**Work instruction:** State how many lines in the following entries hold the word "leafy". The reply is that number only.

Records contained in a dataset
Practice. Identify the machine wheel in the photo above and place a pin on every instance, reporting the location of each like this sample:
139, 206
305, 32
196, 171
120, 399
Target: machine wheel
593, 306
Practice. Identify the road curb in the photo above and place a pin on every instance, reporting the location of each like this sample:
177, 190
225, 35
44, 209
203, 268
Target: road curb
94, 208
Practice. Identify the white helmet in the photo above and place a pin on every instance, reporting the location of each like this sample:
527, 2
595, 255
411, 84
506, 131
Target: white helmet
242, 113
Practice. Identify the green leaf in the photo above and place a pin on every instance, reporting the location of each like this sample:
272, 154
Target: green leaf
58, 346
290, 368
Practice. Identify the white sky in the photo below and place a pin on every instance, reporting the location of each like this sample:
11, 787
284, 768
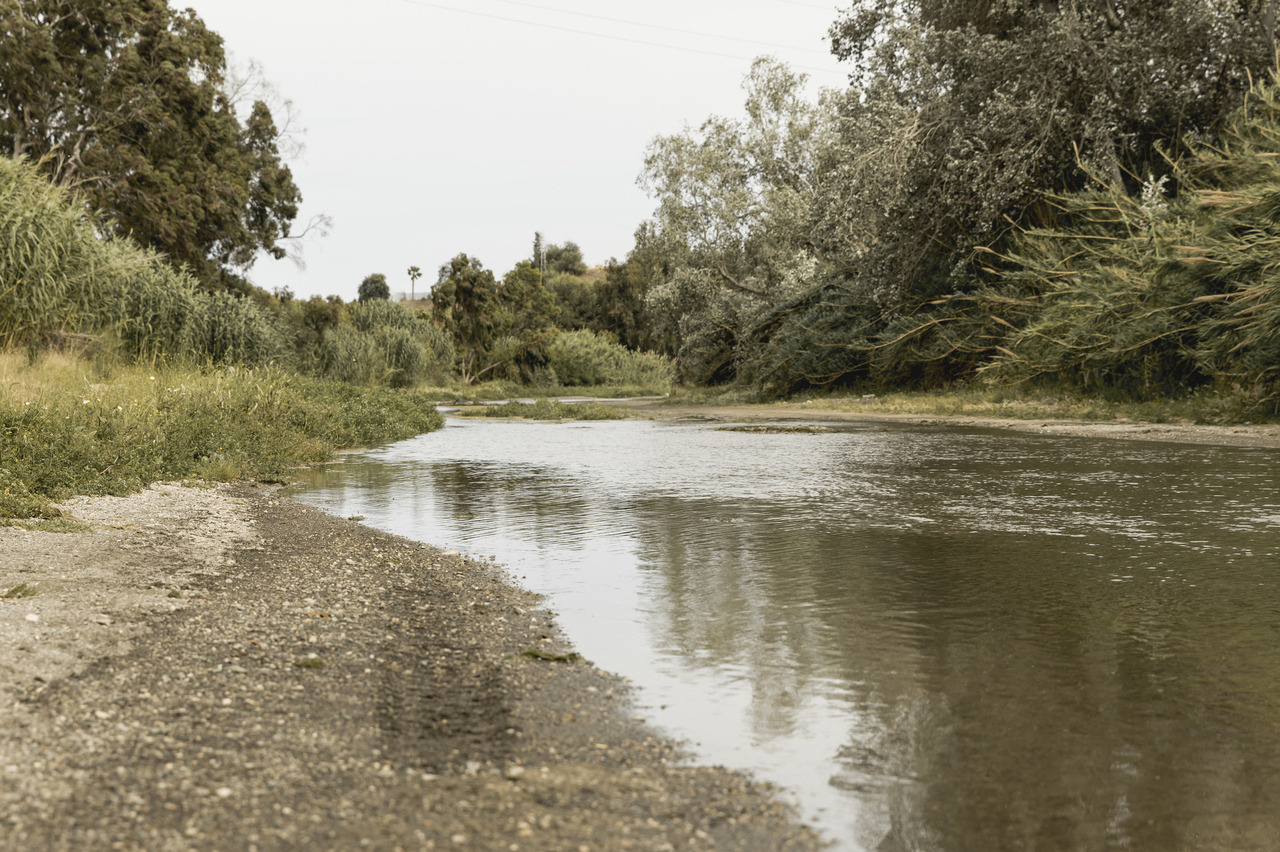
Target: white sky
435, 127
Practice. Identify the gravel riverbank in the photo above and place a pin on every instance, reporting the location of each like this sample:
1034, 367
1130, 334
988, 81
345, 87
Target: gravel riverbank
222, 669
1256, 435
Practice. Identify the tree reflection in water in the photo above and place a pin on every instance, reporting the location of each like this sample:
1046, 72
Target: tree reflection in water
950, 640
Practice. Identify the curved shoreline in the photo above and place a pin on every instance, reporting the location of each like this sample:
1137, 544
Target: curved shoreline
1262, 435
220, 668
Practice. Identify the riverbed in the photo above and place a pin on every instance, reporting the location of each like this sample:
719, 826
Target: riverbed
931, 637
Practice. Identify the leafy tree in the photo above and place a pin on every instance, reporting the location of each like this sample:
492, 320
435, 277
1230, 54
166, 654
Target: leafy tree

---

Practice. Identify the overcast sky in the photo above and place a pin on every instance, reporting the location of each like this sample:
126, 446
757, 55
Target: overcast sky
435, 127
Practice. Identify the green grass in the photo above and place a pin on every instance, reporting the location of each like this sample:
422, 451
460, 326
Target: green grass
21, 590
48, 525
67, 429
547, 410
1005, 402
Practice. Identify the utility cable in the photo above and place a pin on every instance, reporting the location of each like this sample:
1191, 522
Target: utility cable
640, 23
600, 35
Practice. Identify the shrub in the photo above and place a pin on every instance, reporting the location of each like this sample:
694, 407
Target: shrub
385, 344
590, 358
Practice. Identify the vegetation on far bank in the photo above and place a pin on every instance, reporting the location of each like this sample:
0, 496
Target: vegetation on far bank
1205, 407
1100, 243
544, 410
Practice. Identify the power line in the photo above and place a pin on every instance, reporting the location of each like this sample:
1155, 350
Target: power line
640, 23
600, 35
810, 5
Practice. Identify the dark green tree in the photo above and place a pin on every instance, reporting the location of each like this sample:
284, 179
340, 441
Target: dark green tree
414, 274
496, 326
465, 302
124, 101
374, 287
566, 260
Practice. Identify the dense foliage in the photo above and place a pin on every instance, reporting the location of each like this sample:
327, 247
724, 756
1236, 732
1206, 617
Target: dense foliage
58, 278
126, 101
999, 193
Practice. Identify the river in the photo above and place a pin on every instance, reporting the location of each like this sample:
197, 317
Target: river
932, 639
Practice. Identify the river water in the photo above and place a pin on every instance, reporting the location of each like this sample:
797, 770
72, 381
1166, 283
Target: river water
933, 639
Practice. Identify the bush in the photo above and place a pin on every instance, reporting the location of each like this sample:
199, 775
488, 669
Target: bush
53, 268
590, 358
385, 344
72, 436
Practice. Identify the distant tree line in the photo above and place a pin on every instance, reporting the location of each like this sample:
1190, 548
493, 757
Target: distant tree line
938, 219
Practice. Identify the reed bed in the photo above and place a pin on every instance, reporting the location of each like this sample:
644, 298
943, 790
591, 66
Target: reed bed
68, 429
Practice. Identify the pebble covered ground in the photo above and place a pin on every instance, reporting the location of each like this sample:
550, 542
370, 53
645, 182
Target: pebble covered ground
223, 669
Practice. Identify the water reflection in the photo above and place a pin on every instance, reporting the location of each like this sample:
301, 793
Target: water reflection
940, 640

**Solution to the exercise:** 2